#### [Document section]
Burnett Ditches LeoHealth

Leo Burnett has abandoned its LeoHealth unit a year after it was launched.

The agency has lost several of the clients that would have been grouped under the unit, and its original leader left in March. Healthcare will no longer be a priority, said Bob Brennan, Burnett’s world-wide president.

Brennan said having a “sub brand” like LeoHealth detracted from the agency’s focus. “It’s so difficult to have any brand in the marketplace that you have to focus on driving your main brand without [having to worry] about sub-brands,” he said.

Burnett earlier this year folded its Leo Burnett Technology Group into the main agency.

Launched with speeches and champagne toasts last July, LeoHealth was intended to take a more consumer-oriented ap-proach to healthcare advertising than other specialty units owned by other agencies [Adweek, July 17, 2000]. The unit was the brainchild of Burnett chief marketing officer Mary Bishop, who left the agency in March.

At its inception, LeoHealth accounted for about $150 million in billings for brands such as Prozac, Procter & Gamble’s Pepto-Bismol and Metamucil and Pharmacia’s Celebrex.

Three of those accounts are gone. P&G last week moved the Pepto and Metamucil accounts to D’Arcy Masius Benton & Bowles. And Pharmacia earlier this month moved the $80 million Celebrex account to J. Walter Thompson in New York without a review. Spending for Eli Lilly’s Prozac has been drastically reduced as the brand’s patent is set to expire this summer.

(Dataset entries)
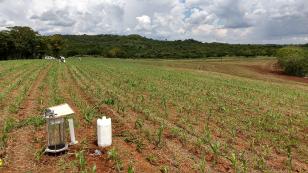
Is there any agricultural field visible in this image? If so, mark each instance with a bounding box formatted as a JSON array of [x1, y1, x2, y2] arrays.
[[0, 58, 308, 173]]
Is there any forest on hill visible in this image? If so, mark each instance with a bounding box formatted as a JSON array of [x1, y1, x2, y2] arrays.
[[63, 35, 282, 59], [0, 26, 286, 60]]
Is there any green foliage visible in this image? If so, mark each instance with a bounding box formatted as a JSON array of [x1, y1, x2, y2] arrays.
[[107, 148, 123, 172], [49, 34, 65, 58], [156, 124, 164, 147], [276, 47, 308, 76]]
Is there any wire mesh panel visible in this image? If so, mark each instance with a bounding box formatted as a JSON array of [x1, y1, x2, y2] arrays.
[[47, 118, 65, 150]]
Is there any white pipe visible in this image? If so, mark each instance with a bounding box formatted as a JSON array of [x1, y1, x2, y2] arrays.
[[68, 118, 78, 145]]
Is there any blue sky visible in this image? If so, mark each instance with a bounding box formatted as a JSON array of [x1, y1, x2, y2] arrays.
[[0, 0, 308, 44]]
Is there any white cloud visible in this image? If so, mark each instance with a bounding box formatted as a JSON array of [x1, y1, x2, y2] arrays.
[[0, 0, 308, 43]]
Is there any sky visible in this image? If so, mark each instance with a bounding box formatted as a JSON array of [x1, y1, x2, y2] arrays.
[[0, 0, 308, 44]]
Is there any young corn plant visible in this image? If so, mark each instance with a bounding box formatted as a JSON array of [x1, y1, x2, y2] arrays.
[[107, 148, 123, 172], [198, 154, 206, 173], [156, 124, 164, 147], [209, 141, 221, 164]]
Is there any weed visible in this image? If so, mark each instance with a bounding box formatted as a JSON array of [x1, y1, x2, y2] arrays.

#### [What you are asked to do]
Answer these questions about the LeoHealth article:
(a) Whose brainchild was the LeoHealth unit?
(b) Which agency received Pharmacia's Celebrex account?
(c) Which group did Burnett fold into the main agency earlier in the year?

#### [Answer]
(a) Mary Bishop, Burnett's chief marketing officer
(b) J. Walter Thompson in New York
(c) The Leo Burnett Technology Group